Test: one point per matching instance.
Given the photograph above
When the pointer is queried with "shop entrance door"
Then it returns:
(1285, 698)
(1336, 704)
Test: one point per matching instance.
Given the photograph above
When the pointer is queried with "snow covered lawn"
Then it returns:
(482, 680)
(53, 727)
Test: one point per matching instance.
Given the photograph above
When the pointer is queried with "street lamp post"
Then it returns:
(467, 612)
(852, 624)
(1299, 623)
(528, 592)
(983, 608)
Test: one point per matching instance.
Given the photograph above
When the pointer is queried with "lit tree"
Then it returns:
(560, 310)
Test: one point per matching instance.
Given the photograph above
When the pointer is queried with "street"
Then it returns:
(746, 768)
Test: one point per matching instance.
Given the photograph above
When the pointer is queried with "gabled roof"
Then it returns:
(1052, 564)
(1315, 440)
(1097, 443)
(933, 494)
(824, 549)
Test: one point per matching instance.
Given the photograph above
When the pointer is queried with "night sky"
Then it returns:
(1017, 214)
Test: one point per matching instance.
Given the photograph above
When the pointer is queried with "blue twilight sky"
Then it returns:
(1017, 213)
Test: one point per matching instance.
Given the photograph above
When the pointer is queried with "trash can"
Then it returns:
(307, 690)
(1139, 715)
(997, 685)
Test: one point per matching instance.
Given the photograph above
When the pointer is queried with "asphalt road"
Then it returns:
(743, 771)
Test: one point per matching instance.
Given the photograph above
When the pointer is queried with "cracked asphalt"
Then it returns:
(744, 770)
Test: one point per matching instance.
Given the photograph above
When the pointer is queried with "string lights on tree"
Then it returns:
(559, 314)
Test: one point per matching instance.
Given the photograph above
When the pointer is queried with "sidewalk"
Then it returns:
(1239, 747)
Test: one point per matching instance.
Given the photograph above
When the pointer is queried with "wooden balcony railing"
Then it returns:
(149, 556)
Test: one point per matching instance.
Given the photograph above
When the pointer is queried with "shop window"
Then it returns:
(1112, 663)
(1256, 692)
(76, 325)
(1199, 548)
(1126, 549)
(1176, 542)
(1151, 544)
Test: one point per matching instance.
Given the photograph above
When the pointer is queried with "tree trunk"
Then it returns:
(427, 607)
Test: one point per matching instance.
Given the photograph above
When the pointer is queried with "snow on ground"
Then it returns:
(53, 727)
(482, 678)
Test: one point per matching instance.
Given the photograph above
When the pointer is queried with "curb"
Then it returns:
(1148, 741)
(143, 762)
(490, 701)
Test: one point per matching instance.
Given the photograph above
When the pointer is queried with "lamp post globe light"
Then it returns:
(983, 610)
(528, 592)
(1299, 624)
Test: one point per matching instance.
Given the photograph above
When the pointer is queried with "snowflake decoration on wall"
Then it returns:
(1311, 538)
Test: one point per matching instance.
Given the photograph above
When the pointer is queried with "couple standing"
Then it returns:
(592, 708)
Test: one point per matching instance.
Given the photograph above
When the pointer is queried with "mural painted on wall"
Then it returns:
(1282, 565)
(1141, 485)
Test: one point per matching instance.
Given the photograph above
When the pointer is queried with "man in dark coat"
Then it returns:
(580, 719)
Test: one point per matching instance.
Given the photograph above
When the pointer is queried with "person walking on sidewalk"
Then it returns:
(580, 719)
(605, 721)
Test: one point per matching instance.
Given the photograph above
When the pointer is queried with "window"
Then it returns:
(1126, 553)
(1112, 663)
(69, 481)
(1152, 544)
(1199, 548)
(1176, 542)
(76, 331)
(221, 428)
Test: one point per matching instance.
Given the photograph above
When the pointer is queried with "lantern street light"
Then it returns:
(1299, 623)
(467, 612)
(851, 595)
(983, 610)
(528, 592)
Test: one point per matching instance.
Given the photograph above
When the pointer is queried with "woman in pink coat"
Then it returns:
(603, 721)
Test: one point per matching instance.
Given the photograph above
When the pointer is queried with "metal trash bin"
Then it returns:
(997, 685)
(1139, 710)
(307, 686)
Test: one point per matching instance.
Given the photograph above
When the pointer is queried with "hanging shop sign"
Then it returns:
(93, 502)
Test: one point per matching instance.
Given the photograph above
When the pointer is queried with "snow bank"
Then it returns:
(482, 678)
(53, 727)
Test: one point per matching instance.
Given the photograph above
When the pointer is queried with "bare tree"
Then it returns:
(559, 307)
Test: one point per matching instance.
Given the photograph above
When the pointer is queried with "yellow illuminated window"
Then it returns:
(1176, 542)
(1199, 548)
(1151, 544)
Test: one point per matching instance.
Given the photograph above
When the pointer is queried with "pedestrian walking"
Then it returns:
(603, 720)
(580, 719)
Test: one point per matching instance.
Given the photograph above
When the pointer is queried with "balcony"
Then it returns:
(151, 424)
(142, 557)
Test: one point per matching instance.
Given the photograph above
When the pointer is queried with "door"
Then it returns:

○ ○ ○

§ Work to complete: Repeat every line of the records above exactly.

§ Expected answer:
Test: one point per matching instance.
Given the photograph above
When the pointer is queried with "shop entrance door"
Then it returns:
(1285, 698)
(1336, 704)
Test: one point per matching instance.
Given the photograph above
When the pointer is queried with "snow covered lawn"
Then it returns:
(482, 680)
(53, 727)
Test: one point per matching instance.
Given the photograph above
When the pointer is queried with "street lamp post"
Then it returns:
(467, 612)
(852, 624)
(1299, 623)
(528, 592)
(983, 608)
Test: one point per matching instance.
Given the photograph above
When the pointer is queried with "lit tree"
Then it returns:
(560, 310)
Test: one point per matching instance.
Given the photograph above
When the pointer is queried with "street"
Then it returns:
(746, 768)
Test: one point per matching instance.
Given the photograph above
When the pointer is queried with "gabled roof"
Then it returns:
(1052, 564)
(1315, 440)
(1097, 443)
(933, 494)
(824, 549)
Test: one point per matching instance.
Given the photograph above
When the pointer is queried with "night sky"
Then it returns:
(1017, 214)
Test: one point per matching instance.
Given the photograph above
When the pointer is queried with "blue twilight sky"
Then it returns:
(1017, 213)
Test: one point per matching instance.
Given the photograph above
When the pointer is queried with "trash can"
Then it returns:
(307, 690)
(1139, 715)
(997, 685)
Test: one point per matching instance.
Given the photograph above
When the pointer is queried with "asphalt road"
Then it returns:
(743, 771)
Test: one point per matching instance.
Given the photograph above
When the pointer is queried with "cracked asphalt"
Then it returns:
(744, 770)
Test: one point per matching instance.
Given the photograph above
When the pointer is queried with "string lights on tree"
Then it returns:
(559, 314)
Test: one point per matching instance.
Given the photograph above
When the pointer is queried with "sidewalk"
Then it returns:
(1239, 747)
Test: one point per matching instance.
Given the photograph above
When the pointer is queried with "wooden balcony railing"
Then it returns:
(149, 556)
Test: one point per matching instance.
Given the photograph above
When the pointer is queried with "shop window"
Then it returns:
(1112, 663)
(1256, 692)
(76, 325)
(1199, 548)
(1126, 549)
(1176, 542)
(1151, 544)
Test: one point per matching instance.
Given the photograph above
When the pointer is queried with "tree trunk"
Then it returns:
(427, 607)
Test: one point per matching instance.
Given the photograph above
When the pointer is queried with "snow on ground"
Then it returns:
(53, 727)
(482, 678)
Test: one point per matching instance.
Given the photograph above
When the pointer is queried with "curb"
Then it returns:
(1148, 741)
(143, 762)
(490, 701)
Test: one point per matching instance.
Given the photograph above
When the pointer is queried with "lamp post globe light"
Then it returns:
(983, 610)
(528, 592)
(1299, 624)
Test: one point per matching instance.
Given the photograph above
When the pointer is queried with "snowflake decoration on wall"
Then it returns:
(1311, 538)
Test: one point per matching instance.
Given the photograph above
When the pointer is queried with "couple standing"
Then it returns:
(592, 708)
Test: one point per matching instance.
Given the photograph above
When the pointer is queried with "mural painted on wall"
Then it returns:
(1282, 565)
(1141, 485)
Test: one point per matching instance.
Given the photograph above
When the pointer is queried with "man in dark coat"
Then it returns:
(580, 719)
Test: one point per matching instance.
Given the photograph above
When the pointer is queried with "person walking on sidewalk"
Then it returns:
(580, 719)
(605, 721)
Test: one point per matching instance.
Given the photograph above
When the pointer is queried with "window"
Then it returns:
(1126, 553)
(1112, 663)
(69, 481)
(1152, 544)
(1199, 548)
(1176, 542)
(76, 331)
(221, 428)
Test: one point per matching instance.
Given the photograph above
When the pointer is queried with "lantern street light"
Then it returns:
(1299, 623)
(467, 612)
(851, 595)
(983, 610)
(528, 592)
Test: one point per matching instance.
Given the photograph above
When the pointer is queried with "woman in pink coat"
Then it returns:
(603, 721)
Test: one point per matching instance.
Given the photograph above
When the pointer is queried with "metal trash bin"
Then it returns:
(997, 685)
(1139, 710)
(307, 686)
Test: one point per matching instance.
Given the photograph above
When the pointer is queried with "hanging shop sign"
Then it returns:
(93, 502)
Test: one point per matching instance.
Given the photograph above
When the pointer is queried with "snow bank"
Then it returns:
(482, 678)
(53, 727)
Test: one point per matching instance.
Given the photograph above
When the pointer is queried with "bare tree"
Then it returns:
(559, 307)
Test: one point per matching instance.
Given the photograph above
When the pointer is queried with "yellow illuminated window"
Then it returns:
(1176, 542)
(1199, 548)
(1151, 544)
Test: one point per matching instance.
Given the photograph above
When the pointer is queried with "pedestrian walking"
Then it returns:
(603, 720)
(580, 719)
Test: one point per matching instance.
Given the photograph above
When the pointer is queried with "balcony"
Then it returns:
(151, 424)
(142, 557)
Test: one point per matching instance.
Given the photograph above
When the pointer is queried with "door"
Then it returns:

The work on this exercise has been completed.